→ TEXTAUSZUG:

»»

Raumplanung und Siedlungsentwicklung: Forschen für den Kanton

Die Realisierung eines Campus für die FH Graubünden ist ein Geschenk der Bündner Bevölkerung an die Fachhochschule. Diese kann im Gegenzug dem Kanton und der Bevölkerung mit ihrer angewandten Forschung auch etwas zurückgeben – einer Forschung, die gemeinsam mit Betroffenen Themen aufgreift, dort wo der Schuh drückt. Ein Beispiel dafür ist das Projekt EVA, ein empirischer Verdichtungsansatz im Bereich Raumplanung und Siedlungsentwicklung.

Text: Christine Seidler / Bild: FH Graubünden / Illustration: Claudio Galli

Als agile Hochschule setzt die FH Graubünden auf dynamisches Denken und proaktives Handeln. Mit diesem Mindset gestaltet sie die Zukunft mutig und nachhaltig mit. Die Realisierung eines Fachhochschulzentrums ist entsprechend für den Kanton Graubünden aus bildungs-, forschungs- und innovationspolitischer Sicht von hoher Bedeutung. Der Mangel an Fachkräften, insbesondere in den technisch-naturwissenschaftlichen Disziplinen, erschwert vielen Bündner Unternehmen eine innovative Entwicklung. In diesem wirtschaftlich anspruchsvollen Umfeld ist die FH Graubünden eine wichtige Akteurin, um junge Leute auszubilden, zu fördern und gleichzeitig die Wettbewerbsfähigkeit der Bündner Volkswirtschaft zu stärken. Eine in der Region verwurzelte Fachhochschule trägt entsprechend dazu bei, eine attraktive und qualitativ hochstehende Ausbildung zu gewährleisten.

««

(Einträge des Datensatzes)
»»

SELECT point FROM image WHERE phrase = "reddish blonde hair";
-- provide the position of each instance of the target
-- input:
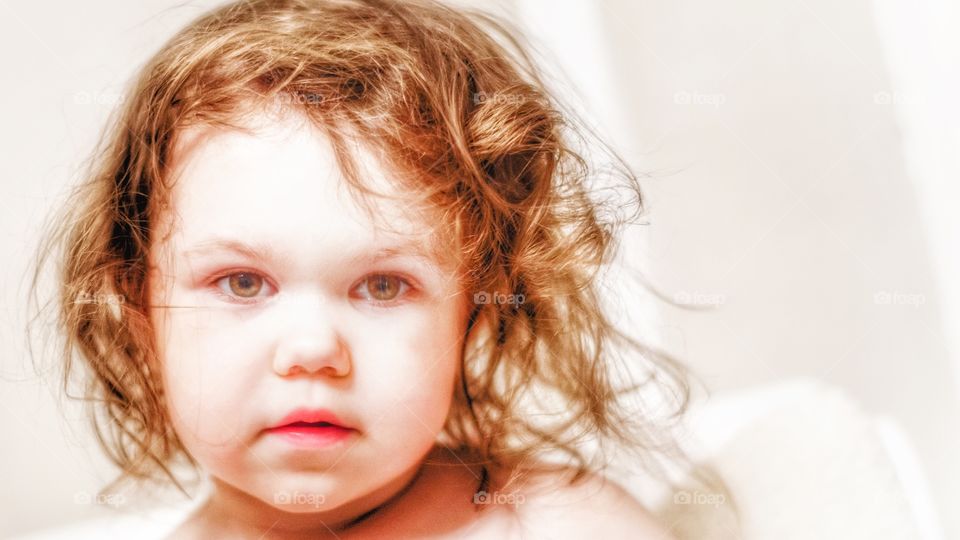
(457, 108)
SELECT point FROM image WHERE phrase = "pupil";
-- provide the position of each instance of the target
(245, 284)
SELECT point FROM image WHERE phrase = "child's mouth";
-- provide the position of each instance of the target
(311, 433)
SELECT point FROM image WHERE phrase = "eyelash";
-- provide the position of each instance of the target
(407, 288)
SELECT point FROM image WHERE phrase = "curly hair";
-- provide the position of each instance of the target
(451, 101)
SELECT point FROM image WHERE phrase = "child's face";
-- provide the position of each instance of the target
(283, 295)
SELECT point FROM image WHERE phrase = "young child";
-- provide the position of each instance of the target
(353, 260)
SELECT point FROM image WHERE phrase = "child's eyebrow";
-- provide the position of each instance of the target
(265, 252)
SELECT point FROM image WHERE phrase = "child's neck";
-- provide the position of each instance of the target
(241, 515)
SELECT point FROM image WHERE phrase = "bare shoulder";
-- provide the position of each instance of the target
(550, 506)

««

→ DEINE AUFGABEN:
1. Beantworte die folgenden Fragen zum Textauszug:
(a) Welches Projekt wird als Beispiel für die angewandte Forschung genannt?
(b) Wer wird für die Illustration angegeben?
(c) Was erschwert laut Textauszug vielen Bündner Unternehmen eine innovative Entwicklung?
2. Suche alle Zeilen der Einträge heraus, in denen die Zeichenfolge "child" vorkommt, und gib jede davon vollständig wieder. Groß- und Kleinschreibung sind zu beachten.
Der Textauszug und die Einträge haben nichts miteinander zu tun.

→ ANTWORTEN DER REIHE:
1.
(a) Das Projekt EVA, ein empirischer Verdichtungsansatz im Bereich Raumplanung und Siedlungsentwicklung.
(b) Claudio Galli.
(c) Der Mangel an Fachkräften, insbesondere in den technisch-naturwissenschaftlichen Disziplinen.

2.
SELECT point FROM image WHERE phrase = "child's mouth";
SELECT point FROM image WHERE phrase = "child's face";
SELECT point FROM image WHERE phrase = "young child";
SELECT point FROM image WHERE phrase = "child's eyebrow";
SELECT point FROM image WHERE phrase = "child's neck";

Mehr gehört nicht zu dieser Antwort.